§ **Text block**
━━━━━━━━
The Department of Health said Monday it had detected nine carriers of the B.1.1.7 variant—first found in the United Kingdom—in Cagayan Valley.
"This might explain why cases are increasing in Tuguegarao," DOH Spokesperson and Health Undersecretary Maria Rosario Vergeire said in an online press conference.
"We will submit samples for whole genome sequencing so we can see the trend why it is spiralling,” Vergeire said.
As of May 16, the Cagayan region has reported 2,835 active cases, nearly all of whom are residents of Cagayan province and Isabela.
Studies showed that the UK variant had a reproduction rate 1.35 times higher than normal coronavirus variants.
Vergeire said adequate COVID-19 vaccines had been deployed to the region and their utilization rate was also high.
As of May 11, Cagayan received 71,440 doses of COVID-19 vaccines from the national government, according to data from the DOH.
Cagayan region has used 94.7 percent of these doses, the DOH said.
So far, 67,653 people from Cagayan have received their first jab, while 10,779 others have been fully vaccinated, it said.
The condition of four Filipinos infected with the COVID-19 variant first detected in India was being closely monitored by the Department of Health.
━━━━━━━━
§ **Region pointing data**

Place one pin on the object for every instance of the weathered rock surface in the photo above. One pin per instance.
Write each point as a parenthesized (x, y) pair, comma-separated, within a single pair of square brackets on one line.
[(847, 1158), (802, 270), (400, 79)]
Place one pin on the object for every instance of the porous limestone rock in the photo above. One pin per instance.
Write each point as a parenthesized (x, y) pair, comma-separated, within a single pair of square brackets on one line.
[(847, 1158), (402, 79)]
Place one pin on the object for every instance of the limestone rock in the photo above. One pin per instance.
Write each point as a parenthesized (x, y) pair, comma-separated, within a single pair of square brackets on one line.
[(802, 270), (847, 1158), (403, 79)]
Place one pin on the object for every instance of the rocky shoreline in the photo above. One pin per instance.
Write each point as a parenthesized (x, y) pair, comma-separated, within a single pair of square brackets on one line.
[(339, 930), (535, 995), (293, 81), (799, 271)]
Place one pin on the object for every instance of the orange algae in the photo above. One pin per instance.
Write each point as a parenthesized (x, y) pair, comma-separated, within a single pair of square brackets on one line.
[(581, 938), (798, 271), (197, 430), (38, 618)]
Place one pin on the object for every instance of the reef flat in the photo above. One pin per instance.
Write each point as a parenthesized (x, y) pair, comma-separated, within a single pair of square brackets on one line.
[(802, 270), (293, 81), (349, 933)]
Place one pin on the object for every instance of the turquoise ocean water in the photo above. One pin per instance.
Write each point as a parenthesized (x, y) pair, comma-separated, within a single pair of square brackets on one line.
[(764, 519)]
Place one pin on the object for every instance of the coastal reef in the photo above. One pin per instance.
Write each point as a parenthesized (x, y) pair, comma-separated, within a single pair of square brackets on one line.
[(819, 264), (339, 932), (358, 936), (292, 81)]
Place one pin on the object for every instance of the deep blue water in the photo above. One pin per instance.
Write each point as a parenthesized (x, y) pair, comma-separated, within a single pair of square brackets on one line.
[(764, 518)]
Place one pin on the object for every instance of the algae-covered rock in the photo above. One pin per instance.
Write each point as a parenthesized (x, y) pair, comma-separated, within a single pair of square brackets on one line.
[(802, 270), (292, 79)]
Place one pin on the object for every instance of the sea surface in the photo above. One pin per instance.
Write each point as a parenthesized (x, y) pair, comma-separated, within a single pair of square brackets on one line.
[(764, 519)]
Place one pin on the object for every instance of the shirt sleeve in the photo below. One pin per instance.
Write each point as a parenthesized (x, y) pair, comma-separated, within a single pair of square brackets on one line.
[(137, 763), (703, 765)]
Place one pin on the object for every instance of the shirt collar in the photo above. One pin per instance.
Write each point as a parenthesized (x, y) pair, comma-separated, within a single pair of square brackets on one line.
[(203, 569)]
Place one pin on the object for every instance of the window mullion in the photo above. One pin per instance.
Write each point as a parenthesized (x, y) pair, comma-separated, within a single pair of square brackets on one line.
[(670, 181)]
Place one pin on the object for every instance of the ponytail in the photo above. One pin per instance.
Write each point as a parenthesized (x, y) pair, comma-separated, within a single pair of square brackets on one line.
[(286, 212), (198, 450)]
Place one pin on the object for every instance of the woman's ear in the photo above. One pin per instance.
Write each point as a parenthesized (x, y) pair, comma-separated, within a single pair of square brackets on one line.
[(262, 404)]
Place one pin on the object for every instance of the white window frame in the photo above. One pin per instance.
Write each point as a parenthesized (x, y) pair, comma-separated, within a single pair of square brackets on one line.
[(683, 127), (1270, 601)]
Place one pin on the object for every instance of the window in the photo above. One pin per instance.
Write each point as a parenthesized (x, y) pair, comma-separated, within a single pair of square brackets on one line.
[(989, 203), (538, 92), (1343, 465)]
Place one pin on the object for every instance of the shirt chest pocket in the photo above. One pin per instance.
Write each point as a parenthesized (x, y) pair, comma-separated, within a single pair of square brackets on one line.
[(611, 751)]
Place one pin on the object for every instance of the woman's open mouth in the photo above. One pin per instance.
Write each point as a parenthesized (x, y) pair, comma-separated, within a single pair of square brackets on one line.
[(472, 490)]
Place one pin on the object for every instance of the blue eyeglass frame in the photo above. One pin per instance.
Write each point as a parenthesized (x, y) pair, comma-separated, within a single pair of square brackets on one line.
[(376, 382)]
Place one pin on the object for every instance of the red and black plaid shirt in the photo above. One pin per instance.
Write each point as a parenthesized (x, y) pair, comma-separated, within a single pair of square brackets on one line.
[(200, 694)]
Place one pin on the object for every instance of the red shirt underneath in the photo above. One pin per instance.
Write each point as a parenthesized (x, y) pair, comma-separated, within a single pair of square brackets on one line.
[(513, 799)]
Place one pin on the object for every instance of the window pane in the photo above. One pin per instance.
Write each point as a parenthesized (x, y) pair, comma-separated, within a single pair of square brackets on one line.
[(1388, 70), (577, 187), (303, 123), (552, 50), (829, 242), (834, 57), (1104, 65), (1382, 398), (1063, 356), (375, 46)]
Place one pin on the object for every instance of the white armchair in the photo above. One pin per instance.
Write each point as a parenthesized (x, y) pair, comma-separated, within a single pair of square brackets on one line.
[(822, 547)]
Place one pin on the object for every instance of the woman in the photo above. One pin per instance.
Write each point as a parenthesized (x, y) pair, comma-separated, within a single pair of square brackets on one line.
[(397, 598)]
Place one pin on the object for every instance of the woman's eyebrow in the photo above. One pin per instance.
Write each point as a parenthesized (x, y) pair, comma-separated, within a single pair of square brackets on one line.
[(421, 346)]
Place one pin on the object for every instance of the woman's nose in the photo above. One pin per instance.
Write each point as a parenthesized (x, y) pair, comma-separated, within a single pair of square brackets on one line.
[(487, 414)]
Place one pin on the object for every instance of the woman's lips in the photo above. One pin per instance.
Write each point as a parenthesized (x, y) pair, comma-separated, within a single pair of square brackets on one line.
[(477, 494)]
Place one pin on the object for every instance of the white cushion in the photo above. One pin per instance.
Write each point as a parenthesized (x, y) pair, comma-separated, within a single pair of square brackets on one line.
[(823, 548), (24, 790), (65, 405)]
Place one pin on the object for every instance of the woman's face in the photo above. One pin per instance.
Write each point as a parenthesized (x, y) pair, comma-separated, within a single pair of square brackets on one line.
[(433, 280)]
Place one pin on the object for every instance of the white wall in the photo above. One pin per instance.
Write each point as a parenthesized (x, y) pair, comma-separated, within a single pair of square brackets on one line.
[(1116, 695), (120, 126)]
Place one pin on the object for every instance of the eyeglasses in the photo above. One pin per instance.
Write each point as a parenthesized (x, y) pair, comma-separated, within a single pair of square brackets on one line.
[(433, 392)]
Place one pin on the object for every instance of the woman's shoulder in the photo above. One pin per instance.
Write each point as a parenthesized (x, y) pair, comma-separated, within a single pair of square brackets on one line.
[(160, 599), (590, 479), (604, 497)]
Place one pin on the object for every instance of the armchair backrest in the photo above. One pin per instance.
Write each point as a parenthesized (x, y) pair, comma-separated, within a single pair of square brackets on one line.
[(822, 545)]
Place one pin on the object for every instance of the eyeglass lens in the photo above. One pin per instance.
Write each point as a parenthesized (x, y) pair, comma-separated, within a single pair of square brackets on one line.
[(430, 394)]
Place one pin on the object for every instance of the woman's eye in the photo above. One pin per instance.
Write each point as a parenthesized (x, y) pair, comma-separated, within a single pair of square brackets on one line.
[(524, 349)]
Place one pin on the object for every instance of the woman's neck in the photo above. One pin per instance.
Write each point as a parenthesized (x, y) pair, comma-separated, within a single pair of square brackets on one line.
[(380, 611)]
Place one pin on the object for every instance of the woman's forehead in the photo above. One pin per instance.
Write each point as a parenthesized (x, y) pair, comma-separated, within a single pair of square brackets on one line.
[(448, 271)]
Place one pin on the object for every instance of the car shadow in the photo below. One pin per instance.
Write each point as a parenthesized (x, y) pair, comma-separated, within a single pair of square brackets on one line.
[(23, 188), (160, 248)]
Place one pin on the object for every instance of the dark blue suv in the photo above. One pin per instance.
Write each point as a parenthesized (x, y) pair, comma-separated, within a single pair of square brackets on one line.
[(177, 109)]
━━━━━━━━
§ **Assignment 1**
Summarize the Cagayan Valley variant report in two sentences.
§ **Assignment 2**
According to the Cagayan Valley variant report, how many COVID-19 vaccine doses had Cagayan received from the national government as of May 11?
§ **Assignment 3**
List every vaccination figure for Cagayan that the Cagayan Valley variant report gives.

§ **Response 1**
The Department of Health detected nine carriers of the B.1.1.7 variant, first found in the United Kingdom, in Cagayan Valley, which a spokesperson said might explain rising cases in Tuguegarao. The region had 2,835 active cases as of May 16, and it has used 94.7 percent of the 71,440 vaccine doses it received.

§ **Response 2**
71,440 doses.

§ **Response 3**
- 71,440 doses received from the national government as of May 11
- 94.7 percent of these doses used
- 67,653 people given their first jab
- 10,779 people fully vaccinated